**Instrucciones:**
**1)** Responde, por favor, estas preguntas sobre el testimonio acerca del Embudo, cada una en su propio renglón:
(a) ¿En qué mes y año le anunciaron que iban a trasladarla al “Embudo”?
(b) ¿Con quién se la llevaron del Vesubio en el auto?
(c) ¿Qué era en realidad el “Sheraton” o “Embudo”?
**2)** Retoma el testimonio acerca del Embudo a partir de donde termina.

**Página:**
Un día de octubre de 1976 le anunciaron que iban a trasladarla al “Embudo”. Las otras secuestradas le pidieron que no llorara y le aseguraron que iba a estar mejor, que no iba a comer el guiso seco que les servían como toda comida ahí dentro. Del Vesubio se la llevaron con los ojos vendados en un auto con Oesterheld.
–Cuando nos trasladan al Embudo, yo ya me pego más a Héctor porque era a quien más conocía, si bien después me uno al resto. Estaban Lali (Adela Candela de Lanzillotti), Sarita (Ana María Caruso), pero yo estaba cerca de Héctor sobre todo.
–¿Habías leído El eternauta?
–No, yo sabía que existía porque en casa de militantes se leían esas revistas. El padre de mi hermana, Guillermo, lo leía y comentaba cosas.
El “Sheraton” o el “Embudo”, como lo conoció Marcela en plena dictadura, era la subcomisaría de Villa Insuperable. Allí se aplicaba un tratamiento siniestro para los detenidos: a algunos les dejaban tomar contacto con sus familias, crecía la esperanza de recuperar la libertad, pero lo único certero era la muerte y la desaparición.
–¿Cómo es que armaron una rutina para vos dentro del Sheraton?

**Extracto de datos:**
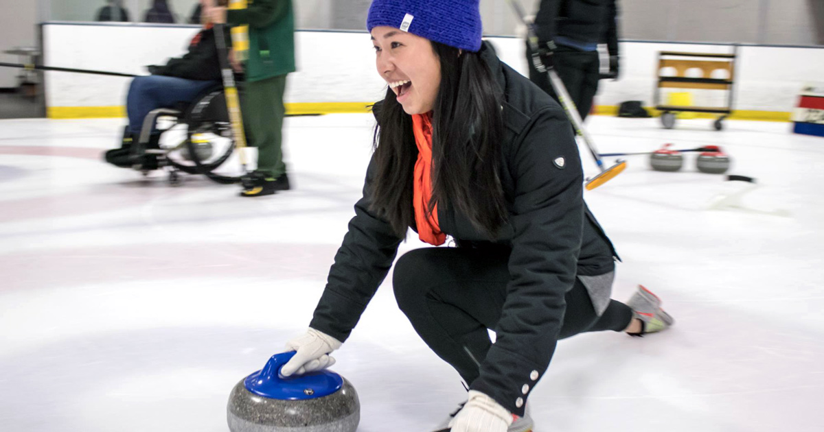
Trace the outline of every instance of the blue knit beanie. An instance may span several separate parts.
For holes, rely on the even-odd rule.
[[[388,26],[434,42],[471,51],[480,49],[480,0],[373,0],[368,31]]]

**Resultados esperados:**
**1)**
(a) En octubre de 1976.
(b) Con Oesterheld.
(c) La subcomisaría de Villa Insuperable.

**2)**
–Un día me llamaron mis compañeros porque había dormido mucho. Nosotros comíamos lo mismo que los policías. Entonces me dijeron: “Marcelita, te tenés que levantar antes de las nueve". Se me empieza a armar ahí una rutina de estudios. Héctor me enseñaba literatura. Sarita y Roberto (Carri) me daban otras clases. Había un libro de Juana de Ibarbourou, que a mí me gustaba. Tengo la imagen de Héctor sentado a los pies de la cama leyendo Selva o buscando otras lecturas para mí. A la tarde también tenía actividades. Héctor iba al patio, que era como un pulmón (de la subcomisaría) y me decía: “Vamos, Marcelita, al patio, que estás muy blanca”. Una vez, veía que él buscaba un palito e hizo una pelotita. Me dijo que atajara la pelota. Supe ahí que se llamaba hockey porque no conocía ese deporte.
–¿Cómo supiste que era el creador de El eternauta?
–Él me dijo que era el autor cuando estaba apoyado en los pies de mi cama. Como que no tuve ese asombro. Era, para mí, como un abuelo. Yo descubrí que me gustaba leer por él o que no me costaban las actividades de Lengua. Yo estaba cansada de la comida que me daban y Héctor me decía: “Marcelita tenés que comer algo de carne”.
–¿Lo viste escribir en el Sheraton?
–Él siempre estaba escribiendo algo, pero yo no preguntaba qué estaba escribiendo. Había aprendido eso en una casa de militantes. Él siempre estaba con su cuadernito, hojas y lapicera en mano. Yo también escribía cosas que pensaba, que pretendían ser poemas y hacían mención a mis hermanos.
–¿Te decía que le gustaba lo que escribías?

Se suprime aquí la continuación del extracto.